TEXTABSCHNITT
_____
Relegation! Und jetzt? Teil 2/3 Offene Fragen nach einer wechselhaften Saison

Der 1. FC Kaiserslautern hat das sportliche Minimalziel erreicht und sich mit dem dritten Platz die Relegation gesichert. Stefan Kuntz war danach an den Sky Mikrophonen zu sehen und hören, dass die Anhängerschaft doch gefälligst ihre Ansprüche herunter schrauben müsste. Welche Ansprüche?

Nach der verheerenden Saison 2011-2012 und dem damit verbundenen Abstieg in die zweite Bundesliga, hatten wohl die wenigsten Fans ernstliche Ansprüche auf den Wiederaufstieg. Der Tenor in Foren wie www.transfermarkt.de oder auch www.der-betze-brennt.de war fast ausnahmslos negativ. Alle sollten von Bord, die nicht mehr richtig mitziehen wollten. Das betraf Leistungsträger der Vorjahre wie Christian Tiffert, Rodnei und Oliver Kirch (ja auch O. Kirch wusste in der ersten Saison nach Wiederaufstieg phasenweise zu überzeugen). Andere Spieler wurden nicht gehalten bzw. auf Grund von Klauseln verkauft/verliehen (Kevin Trapp, Olcay Sahan, Itay Shechter, Gil Vermouth, Richard Sukuta-Pasu, Andrew Wooten, Ilian Micanski, Leon Jessen uvm.). Wieder einmal regierte der eiserne Besen beim FCK, nur dieses mal sollte, wie so oft alles besser werden. Man gestand sich Fehler in der Kaderplanung ein und Kuntz nahm einen Teil der Schuld auf seine Kappe. Ein weiterer Umbruch vom Umbruch sollte folgen.

Ergebnis dieses neuerlichen Frühjahrputzes war dann, dass eine Reihe teils namhafter Spieler den Weg in die Pfalz fanden (Mo Idrissou, Marc Torrejon, Mimoun Azouagh, Alexander Baumjohann, Enis Alushi, Albert Bunjaku, Florian Riedel und später Mitchell Weiser, Markus Karl, Erwin „Jimmy“ Hoffer, Benjamin Köhler, Chris Löwe). Unter diesen illustren Kreis von neuen Kickern mischten sich auch einige Eigengewächse: Denis Linsmayer, Willi Orban, Steven Zellner, Hendrick Zuck und Dominique Heintz. Gerade Heintz und Zuck wussten recht schnell zu überzeugen und eroberten sich Stammplätze, so dass der gemeine FCK-Fan schon von einer neuen „goldenen Generation“ sprach.
_____
DATENSÄTZE
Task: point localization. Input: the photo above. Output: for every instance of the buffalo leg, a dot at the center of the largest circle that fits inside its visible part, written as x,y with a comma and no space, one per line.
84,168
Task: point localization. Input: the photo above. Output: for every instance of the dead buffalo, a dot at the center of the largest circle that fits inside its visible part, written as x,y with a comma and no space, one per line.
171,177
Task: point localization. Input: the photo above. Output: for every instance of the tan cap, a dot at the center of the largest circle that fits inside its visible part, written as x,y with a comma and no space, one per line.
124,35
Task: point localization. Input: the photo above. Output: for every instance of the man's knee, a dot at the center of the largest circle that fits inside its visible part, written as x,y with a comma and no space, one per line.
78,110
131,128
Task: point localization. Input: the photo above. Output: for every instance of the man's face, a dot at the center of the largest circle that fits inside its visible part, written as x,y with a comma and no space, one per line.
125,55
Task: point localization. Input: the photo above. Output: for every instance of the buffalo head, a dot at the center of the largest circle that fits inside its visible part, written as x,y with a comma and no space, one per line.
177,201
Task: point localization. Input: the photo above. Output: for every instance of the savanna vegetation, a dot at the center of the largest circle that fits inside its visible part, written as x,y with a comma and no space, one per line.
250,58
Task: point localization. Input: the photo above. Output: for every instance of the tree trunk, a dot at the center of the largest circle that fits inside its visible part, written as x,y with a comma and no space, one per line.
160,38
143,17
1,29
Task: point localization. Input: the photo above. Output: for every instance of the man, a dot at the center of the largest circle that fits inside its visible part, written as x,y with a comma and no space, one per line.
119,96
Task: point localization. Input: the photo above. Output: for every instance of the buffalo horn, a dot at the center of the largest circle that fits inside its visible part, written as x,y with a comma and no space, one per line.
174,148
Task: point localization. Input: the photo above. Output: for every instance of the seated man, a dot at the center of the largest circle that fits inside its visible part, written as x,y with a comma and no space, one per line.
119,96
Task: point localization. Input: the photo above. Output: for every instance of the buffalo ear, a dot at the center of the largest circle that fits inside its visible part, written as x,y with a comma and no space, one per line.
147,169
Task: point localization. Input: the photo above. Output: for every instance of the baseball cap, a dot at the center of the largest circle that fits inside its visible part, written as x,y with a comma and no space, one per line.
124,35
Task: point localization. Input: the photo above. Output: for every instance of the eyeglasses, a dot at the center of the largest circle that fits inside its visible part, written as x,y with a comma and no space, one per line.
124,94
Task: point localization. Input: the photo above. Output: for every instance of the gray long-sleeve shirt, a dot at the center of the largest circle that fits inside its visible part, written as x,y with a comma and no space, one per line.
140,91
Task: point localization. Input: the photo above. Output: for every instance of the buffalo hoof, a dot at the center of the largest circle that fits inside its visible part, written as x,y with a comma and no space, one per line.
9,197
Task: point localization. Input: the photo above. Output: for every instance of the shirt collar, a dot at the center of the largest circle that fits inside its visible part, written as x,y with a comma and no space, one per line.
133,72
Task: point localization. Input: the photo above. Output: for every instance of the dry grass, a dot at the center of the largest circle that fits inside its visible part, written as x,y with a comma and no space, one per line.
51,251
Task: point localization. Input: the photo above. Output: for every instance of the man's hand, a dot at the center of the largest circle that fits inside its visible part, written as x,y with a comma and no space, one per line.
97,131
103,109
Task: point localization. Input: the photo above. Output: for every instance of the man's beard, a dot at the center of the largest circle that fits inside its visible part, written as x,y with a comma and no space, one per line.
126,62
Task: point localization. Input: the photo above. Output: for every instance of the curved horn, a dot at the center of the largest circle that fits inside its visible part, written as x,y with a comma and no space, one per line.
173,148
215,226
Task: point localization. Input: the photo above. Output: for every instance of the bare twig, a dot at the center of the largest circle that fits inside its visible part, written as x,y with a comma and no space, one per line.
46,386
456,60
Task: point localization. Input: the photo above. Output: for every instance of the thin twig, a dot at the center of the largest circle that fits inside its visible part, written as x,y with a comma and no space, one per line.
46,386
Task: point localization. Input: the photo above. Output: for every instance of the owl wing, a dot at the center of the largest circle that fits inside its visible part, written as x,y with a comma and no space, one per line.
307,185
_____
AUFGABENSTELLUNG
Aktualisiere den Text über den 1. FC Kaiserslautern: Gib alles von „Der 1. FC Kaiserslautern“ bis hinunter zu „müsste. Welche Ansprüche?“ erneut wieder und setze dabei „zweiten Platz“ an die Stelle von „dritten Platz“.

VOLLSTÄNDIGE LÖSUNG
Der 1. FC Kaiserslautern hat das sportliche Minimalziel erreicht und sich mit dem zweiten Platz die Relegation gesichert. Stefan Kuntz war danach an den Sky Mikrophonen zu sehen und hören, dass die Anhängerschaft doch gefälligst ihre Ansprüche herunter schrauben müsste. Welche Ansprüche?